**INPUT RECORDS:**
== == ==
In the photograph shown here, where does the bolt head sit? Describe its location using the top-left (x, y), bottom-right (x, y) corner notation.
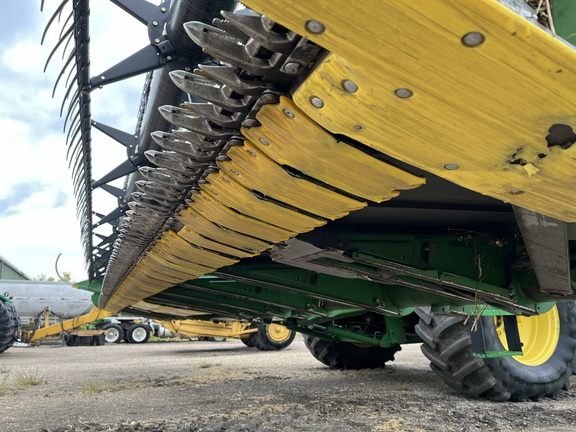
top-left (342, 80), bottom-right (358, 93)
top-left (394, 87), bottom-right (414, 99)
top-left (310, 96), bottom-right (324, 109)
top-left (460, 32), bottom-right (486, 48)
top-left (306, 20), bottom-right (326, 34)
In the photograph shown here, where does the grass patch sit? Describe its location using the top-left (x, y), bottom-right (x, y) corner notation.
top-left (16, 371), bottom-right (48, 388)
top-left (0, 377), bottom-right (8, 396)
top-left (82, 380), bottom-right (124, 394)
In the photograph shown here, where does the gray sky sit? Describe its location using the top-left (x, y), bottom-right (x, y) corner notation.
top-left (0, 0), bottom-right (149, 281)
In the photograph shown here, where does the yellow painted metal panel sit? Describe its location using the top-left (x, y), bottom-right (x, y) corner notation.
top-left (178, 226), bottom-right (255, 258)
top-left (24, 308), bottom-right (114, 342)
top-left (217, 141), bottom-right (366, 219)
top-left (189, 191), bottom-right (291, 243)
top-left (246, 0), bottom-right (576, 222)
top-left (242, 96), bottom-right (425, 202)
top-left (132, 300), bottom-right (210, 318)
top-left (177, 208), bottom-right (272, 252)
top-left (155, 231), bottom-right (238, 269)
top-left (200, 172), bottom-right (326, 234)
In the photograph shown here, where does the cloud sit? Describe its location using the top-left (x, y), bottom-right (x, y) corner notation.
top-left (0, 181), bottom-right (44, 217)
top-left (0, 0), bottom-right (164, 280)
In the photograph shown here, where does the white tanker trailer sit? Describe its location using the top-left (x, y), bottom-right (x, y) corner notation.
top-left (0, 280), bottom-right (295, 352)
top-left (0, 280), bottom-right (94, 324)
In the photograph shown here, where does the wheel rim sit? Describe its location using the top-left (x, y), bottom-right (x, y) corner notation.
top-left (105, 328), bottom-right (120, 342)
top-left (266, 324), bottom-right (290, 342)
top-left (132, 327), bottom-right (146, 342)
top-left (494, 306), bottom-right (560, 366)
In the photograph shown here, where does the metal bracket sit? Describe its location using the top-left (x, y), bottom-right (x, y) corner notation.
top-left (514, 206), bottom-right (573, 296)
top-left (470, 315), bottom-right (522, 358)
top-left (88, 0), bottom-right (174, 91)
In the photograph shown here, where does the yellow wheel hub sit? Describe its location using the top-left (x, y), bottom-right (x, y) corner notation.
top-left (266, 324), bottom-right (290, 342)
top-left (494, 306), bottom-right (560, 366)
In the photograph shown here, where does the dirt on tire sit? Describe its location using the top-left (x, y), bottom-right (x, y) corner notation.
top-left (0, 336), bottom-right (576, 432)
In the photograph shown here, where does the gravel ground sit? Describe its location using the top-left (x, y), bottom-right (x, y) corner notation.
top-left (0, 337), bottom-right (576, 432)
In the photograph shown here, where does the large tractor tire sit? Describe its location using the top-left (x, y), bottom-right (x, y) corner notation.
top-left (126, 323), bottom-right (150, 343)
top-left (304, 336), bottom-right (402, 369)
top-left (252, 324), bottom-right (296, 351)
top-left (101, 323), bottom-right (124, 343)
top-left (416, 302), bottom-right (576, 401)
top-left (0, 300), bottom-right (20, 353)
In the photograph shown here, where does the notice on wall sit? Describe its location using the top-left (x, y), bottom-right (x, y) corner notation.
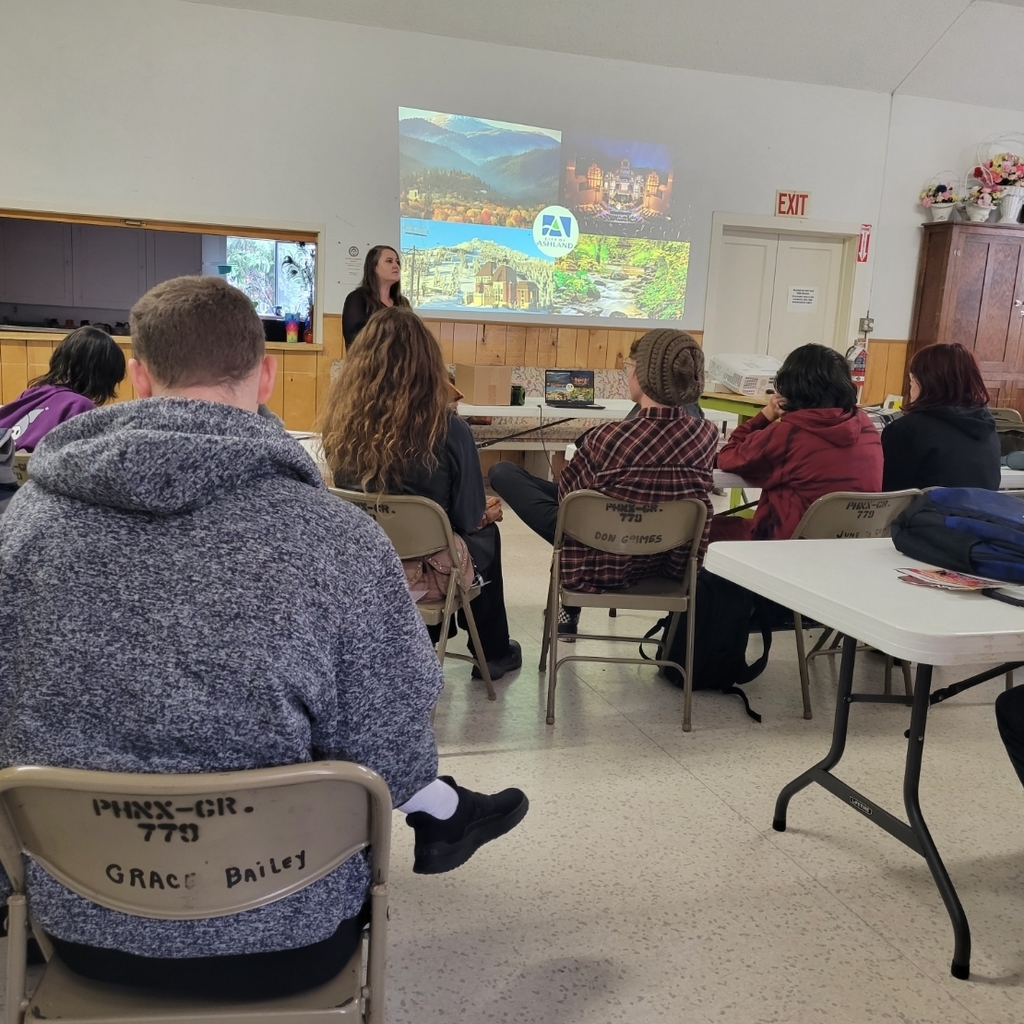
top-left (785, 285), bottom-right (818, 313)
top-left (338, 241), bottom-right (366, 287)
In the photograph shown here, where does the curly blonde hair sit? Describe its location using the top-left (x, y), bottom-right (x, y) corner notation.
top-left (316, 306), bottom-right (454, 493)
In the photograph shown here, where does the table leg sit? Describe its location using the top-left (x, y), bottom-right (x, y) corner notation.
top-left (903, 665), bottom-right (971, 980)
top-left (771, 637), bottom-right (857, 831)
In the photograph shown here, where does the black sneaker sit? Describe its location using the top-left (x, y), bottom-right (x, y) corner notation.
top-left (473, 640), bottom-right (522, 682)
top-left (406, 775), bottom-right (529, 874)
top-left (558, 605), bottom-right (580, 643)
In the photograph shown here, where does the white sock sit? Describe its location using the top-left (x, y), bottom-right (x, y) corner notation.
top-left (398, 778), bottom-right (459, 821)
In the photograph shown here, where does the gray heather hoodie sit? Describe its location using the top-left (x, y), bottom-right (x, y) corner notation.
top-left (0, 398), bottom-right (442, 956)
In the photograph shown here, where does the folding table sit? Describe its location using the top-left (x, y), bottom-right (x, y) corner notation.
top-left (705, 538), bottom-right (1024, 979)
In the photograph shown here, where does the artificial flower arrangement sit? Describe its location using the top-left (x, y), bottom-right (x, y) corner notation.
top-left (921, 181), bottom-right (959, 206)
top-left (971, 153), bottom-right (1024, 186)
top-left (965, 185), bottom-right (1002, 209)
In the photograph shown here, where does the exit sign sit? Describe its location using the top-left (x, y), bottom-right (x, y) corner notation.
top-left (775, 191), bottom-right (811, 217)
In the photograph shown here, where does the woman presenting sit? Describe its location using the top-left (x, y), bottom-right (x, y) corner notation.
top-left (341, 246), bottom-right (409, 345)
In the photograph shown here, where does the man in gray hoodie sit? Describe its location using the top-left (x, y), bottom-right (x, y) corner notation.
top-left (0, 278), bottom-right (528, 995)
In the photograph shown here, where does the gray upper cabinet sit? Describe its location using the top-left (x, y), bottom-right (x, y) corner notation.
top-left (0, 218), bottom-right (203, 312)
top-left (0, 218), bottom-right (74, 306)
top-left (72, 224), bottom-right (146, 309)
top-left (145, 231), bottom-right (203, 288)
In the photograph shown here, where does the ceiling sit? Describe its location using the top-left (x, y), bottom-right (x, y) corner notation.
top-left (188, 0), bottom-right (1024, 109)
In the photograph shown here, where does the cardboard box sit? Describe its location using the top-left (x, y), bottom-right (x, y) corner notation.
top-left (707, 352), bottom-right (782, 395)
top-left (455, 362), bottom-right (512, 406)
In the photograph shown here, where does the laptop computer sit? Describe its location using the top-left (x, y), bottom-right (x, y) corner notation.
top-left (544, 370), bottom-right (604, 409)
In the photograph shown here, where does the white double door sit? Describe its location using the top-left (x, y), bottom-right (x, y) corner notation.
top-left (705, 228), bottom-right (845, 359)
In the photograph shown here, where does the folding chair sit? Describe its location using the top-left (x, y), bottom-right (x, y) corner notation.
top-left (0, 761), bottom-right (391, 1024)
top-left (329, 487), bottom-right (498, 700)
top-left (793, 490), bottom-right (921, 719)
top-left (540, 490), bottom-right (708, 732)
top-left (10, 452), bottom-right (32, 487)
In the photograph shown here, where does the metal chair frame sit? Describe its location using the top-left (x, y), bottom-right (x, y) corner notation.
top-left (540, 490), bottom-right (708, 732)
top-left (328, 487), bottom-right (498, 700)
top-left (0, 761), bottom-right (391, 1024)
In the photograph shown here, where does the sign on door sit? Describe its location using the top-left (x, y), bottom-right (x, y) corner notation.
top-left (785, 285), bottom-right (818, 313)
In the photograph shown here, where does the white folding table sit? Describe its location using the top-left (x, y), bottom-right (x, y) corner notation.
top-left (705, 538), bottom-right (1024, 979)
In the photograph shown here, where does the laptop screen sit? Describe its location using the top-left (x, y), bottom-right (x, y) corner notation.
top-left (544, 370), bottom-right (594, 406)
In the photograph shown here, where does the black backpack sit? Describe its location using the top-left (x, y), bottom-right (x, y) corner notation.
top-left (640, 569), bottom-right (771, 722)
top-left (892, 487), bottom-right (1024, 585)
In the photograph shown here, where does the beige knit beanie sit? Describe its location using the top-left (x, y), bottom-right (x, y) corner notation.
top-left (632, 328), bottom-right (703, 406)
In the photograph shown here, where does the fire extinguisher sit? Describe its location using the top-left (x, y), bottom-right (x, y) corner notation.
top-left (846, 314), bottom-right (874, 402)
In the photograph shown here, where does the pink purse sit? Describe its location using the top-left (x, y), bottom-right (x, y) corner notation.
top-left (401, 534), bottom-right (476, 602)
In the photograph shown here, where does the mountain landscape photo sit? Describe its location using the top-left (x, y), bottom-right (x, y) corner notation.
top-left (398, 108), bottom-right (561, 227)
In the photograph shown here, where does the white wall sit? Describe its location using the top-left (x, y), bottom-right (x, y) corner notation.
== == ==
**WHAT TO PRODUCE:**
Could you render the records as a numbered list, running from the start of the records up to and including the line with "top-left (394, 87), bottom-right (414, 99)", with blank lines skipped and the picture left out?

**WRITTEN RESPONSE:**
1. In the photograph shown here, where does the bolt head sit? Describe its location using the top-left (x, y), bottom-right (x, y) corner notation.
2. top-left (342, 80), bottom-right (358, 93)
3. top-left (394, 87), bottom-right (414, 99)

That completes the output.